Task statement: All of the lines below should be output exactly as shown.

(Data provided)

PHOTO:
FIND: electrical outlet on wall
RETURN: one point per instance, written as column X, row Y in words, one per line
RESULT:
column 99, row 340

(End Data provided)

Written response:
PHOTO:
FIND: electrical outlet on wall
RETURN: one point per instance, written as column X, row Y in words, one per line
RESULT:
column 99, row 340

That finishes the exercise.